Source passage »
▼
Sample banked gap-fill task.
The dependent variable in this study (task performance) was constructed from the participants’ sum score (min = 0, max = 24) on the set of banked gap-fill items, whereby each gap was scored as correct = 1 and incorrect = 0.
Eye-tracking measures
In order to investigate test-takers’ processing while completing the banked gap-fill tasks, and more specifically each of our hypotheses on the relationship between processing and performance, participants’ eye traces were analysed according to seven metrics, defined in Table 1 and further explained below. It should be noted that while eye-tracking measures are not accurate enough to map one-to-one onto components of the Khalifa and Weir (2009) model, they should allow us to make inferences about the tendencies of specific participants to engage in lower- or higher-level processing.
Eye-tracking measures used in this study.
As shown in Table 1, the eye-tracking measures adopted in this study are primarily derived from the fixations made by the participants. In practice, what constituted a fixation was determined by means of a velocity-based filter (Tobii I-VT filter, velocity threshold – 30 degrees/second; window length 20ms; and minimum fixation duration of 60ms – see Olsen (2012) for further details and rationales for these parameters), which is considered suitable for high-speed eye-trackers (Holmqvist et al., 2011).
▲
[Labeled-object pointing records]
▼
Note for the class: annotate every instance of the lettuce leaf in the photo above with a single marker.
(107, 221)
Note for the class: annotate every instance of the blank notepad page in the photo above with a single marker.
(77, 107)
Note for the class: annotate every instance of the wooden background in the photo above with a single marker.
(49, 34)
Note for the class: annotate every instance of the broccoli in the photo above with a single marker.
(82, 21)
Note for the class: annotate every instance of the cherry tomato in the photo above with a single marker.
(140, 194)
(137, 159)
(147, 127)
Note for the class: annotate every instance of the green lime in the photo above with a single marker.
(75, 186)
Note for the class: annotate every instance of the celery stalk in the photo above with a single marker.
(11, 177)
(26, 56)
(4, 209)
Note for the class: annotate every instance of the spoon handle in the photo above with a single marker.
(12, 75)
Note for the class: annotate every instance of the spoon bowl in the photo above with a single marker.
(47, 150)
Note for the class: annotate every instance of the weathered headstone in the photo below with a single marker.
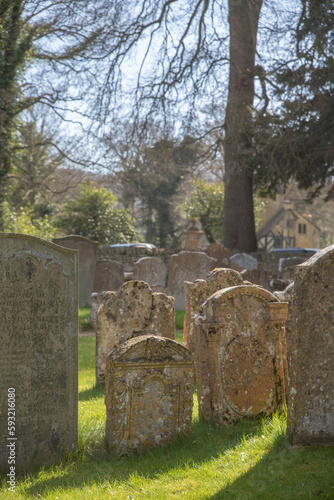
(149, 393)
(88, 251)
(311, 397)
(193, 236)
(220, 253)
(131, 312)
(243, 354)
(109, 275)
(197, 293)
(95, 302)
(39, 351)
(152, 270)
(187, 266)
(244, 261)
(289, 295)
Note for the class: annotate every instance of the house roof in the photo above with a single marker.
(280, 214)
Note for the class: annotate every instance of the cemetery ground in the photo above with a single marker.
(254, 459)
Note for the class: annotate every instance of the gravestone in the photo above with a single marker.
(149, 393)
(87, 263)
(131, 312)
(311, 398)
(244, 261)
(197, 293)
(220, 253)
(289, 295)
(152, 270)
(243, 354)
(187, 266)
(109, 275)
(95, 302)
(39, 351)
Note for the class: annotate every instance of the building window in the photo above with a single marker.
(302, 228)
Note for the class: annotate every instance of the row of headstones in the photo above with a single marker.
(97, 274)
(235, 331)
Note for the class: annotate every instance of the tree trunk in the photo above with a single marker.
(239, 225)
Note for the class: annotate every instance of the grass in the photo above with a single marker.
(252, 460)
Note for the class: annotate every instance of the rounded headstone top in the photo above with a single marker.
(150, 348)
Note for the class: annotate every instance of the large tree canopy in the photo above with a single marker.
(40, 41)
(190, 54)
(298, 141)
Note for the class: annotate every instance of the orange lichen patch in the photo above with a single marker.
(311, 391)
(149, 391)
(243, 354)
(133, 311)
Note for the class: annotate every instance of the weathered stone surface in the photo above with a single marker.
(152, 270)
(187, 266)
(197, 293)
(244, 261)
(131, 312)
(311, 397)
(109, 275)
(149, 393)
(242, 354)
(286, 266)
(95, 302)
(289, 295)
(88, 251)
(193, 236)
(220, 253)
(38, 350)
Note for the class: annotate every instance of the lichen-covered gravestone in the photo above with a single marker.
(38, 350)
(187, 266)
(152, 270)
(149, 393)
(311, 397)
(133, 311)
(244, 354)
(109, 275)
(196, 294)
(88, 251)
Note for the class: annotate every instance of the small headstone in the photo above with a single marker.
(193, 236)
(95, 302)
(244, 261)
(187, 266)
(243, 351)
(39, 350)
(88, 251)
(220, 253)
(286, 266)
(131, 312)
(109, 275)
(311, 397)
(149, 394)
(197, 293)
(152, 270)
(289, 295)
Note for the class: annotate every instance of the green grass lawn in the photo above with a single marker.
(252, 460)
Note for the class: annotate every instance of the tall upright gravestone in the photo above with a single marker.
(242, 329)
(88, 251)
(38, 351)
(311, 397)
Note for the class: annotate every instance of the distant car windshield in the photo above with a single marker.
(295, 250)
(146, 245)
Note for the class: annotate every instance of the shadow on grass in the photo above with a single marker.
▲
Problem set »
1 > Reproduce the eye-tracking passage word for word, from "The dependent variable" up to and including "incorrect = 0.".
2 > Summarize the eye-tracking passage in two sentences.
3 > Pick up the eye-tracking passage after its final sentence and keep writing.
You won't need the records for any of this.

Per-task answers »
1 >
The dependent variable in this study (task performance) was constructed from the participants’ sum score (min = 0, max = 24) on the set of banked gap-fill items, whereby each gap was scored as correct = 1 and incorrect = 0.

2 > Task performance was each participant's sum score, from 0 to 24, on the banked gap-fill items, with every gap scored 1 if correct and 0 if incorrect. Participants' eye traces were analyzed with seven metrics drawn mainly from fixations, which were identified with a velocity-based Tobii I-VT filter using a 30 degrees/second threshold, a 20ms window, and a 60ms minimum fixation duration.

3 >
Six of the seven measures relate to the length of time fixating on particular areas in the task (M1–M5; M7). The choice for this metric was based on findings from eye-tracking research on first language reading, which has shown that at least seven variables relevant to reading processing affect fixation duration. These concern the frequency of a word (see, e.g., Staub, White, Drieghe, Hollway, & Rayner (2010), who observed that “frequency and predictability influence the time the eyes spend on a word because these factors influence lexical processing itself” (p.12)), the familiarity of a word (see, e.g., Williams & Morris (2004), who found that greater familiarity was associated with lower fixation durations), lexical ambiguity (see, e.g., Sereno, O’Donnell, & Rayner (2006), who observed longer fixation times for semantically or phonologically ambiguous words depending on contextual information), plausibility (see, e.g., Rayner, Warren, Juhasz, & Liversedge (2004), who found evidence that implausible words located in a sentence attract longer fixations), contextual constraints (see, e.g., Ashby, Rayner, & Clifton (2005), who noticed a tendency towards longer fixations if a word is less predictable from the preceding information), morphological effects (see, e.g., Andrews, Miller, & Rayner (2004), who found an influence of within-word effects on fixation times), and the age-of-acquisition (see, e.g., Juhasz (2005), who discovered that the earlier the age-of-acquisition the lower fixation duration). Additionally, although forward and backward saccades also characterize reading, accurately utilizing these for a banked gap-fill format with constant movements to the word bank is complex and challenging; hence, the absence of measures related to these metrics.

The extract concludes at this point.